▶ EXERCISE: When the string "grass" occurs in a line of the listing below, return that line.

▶ INFORMATION SHOWN:
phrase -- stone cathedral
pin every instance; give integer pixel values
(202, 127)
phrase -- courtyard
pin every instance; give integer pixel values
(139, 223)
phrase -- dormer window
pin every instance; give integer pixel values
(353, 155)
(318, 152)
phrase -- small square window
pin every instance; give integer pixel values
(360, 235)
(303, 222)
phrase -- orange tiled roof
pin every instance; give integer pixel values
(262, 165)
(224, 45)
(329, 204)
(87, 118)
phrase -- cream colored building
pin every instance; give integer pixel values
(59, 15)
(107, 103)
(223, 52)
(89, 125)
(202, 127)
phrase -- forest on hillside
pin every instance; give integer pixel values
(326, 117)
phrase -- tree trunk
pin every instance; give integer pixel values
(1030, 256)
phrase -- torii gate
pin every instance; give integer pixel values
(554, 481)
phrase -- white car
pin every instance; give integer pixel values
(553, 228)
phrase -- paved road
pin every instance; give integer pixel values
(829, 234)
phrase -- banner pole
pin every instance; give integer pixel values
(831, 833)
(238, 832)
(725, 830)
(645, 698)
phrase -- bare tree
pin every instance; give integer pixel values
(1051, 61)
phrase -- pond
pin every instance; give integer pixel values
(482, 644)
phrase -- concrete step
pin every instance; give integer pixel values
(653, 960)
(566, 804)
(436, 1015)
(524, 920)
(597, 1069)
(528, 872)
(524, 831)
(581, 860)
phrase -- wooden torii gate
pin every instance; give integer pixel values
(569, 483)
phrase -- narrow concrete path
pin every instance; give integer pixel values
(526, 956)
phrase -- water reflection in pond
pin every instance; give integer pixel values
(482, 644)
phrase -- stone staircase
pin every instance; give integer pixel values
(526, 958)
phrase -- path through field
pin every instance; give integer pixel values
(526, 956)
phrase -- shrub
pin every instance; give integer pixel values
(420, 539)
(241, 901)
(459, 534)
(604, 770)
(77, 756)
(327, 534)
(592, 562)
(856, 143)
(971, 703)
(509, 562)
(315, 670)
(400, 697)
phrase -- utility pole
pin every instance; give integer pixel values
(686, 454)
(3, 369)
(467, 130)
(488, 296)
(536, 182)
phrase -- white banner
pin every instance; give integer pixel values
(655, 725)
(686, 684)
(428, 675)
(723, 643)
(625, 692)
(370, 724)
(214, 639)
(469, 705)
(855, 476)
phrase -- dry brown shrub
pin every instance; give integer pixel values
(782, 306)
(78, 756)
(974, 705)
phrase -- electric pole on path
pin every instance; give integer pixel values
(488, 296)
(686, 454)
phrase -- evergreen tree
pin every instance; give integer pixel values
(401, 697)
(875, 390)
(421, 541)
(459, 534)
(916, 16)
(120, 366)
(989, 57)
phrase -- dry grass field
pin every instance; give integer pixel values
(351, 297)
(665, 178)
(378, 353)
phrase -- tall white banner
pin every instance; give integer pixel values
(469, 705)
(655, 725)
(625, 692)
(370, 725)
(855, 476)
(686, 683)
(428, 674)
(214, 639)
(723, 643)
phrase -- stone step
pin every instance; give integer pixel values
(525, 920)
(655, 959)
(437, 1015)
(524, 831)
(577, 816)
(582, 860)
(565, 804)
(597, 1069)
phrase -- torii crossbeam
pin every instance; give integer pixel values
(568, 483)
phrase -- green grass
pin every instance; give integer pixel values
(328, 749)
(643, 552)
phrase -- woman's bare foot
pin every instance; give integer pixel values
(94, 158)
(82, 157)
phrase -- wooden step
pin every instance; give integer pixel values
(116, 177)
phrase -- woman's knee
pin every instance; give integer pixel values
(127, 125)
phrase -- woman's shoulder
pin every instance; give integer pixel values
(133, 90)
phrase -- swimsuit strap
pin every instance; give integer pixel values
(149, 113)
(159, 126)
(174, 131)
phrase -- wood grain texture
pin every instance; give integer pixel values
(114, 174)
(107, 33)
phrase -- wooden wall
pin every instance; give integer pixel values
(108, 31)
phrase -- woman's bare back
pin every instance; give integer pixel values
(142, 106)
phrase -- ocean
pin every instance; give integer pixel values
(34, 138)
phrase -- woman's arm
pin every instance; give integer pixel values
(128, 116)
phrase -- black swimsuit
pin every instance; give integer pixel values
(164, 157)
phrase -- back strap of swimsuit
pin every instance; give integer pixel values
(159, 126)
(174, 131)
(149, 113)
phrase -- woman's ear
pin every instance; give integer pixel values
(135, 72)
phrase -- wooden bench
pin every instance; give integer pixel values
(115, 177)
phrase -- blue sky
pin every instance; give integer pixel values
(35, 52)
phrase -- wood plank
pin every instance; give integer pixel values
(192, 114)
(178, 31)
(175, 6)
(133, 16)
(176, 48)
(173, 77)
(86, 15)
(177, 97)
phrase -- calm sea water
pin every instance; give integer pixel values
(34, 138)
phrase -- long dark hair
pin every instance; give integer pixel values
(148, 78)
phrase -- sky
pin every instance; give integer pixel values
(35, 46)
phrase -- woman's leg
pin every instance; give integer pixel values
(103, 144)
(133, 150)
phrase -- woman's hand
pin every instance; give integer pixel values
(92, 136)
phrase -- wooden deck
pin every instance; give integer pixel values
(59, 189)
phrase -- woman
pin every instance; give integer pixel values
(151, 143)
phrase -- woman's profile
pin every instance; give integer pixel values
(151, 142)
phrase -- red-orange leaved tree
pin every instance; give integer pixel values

▶ REPLY TO THE EXERCISE:
phrase -- dry grass field
phrase -- green grass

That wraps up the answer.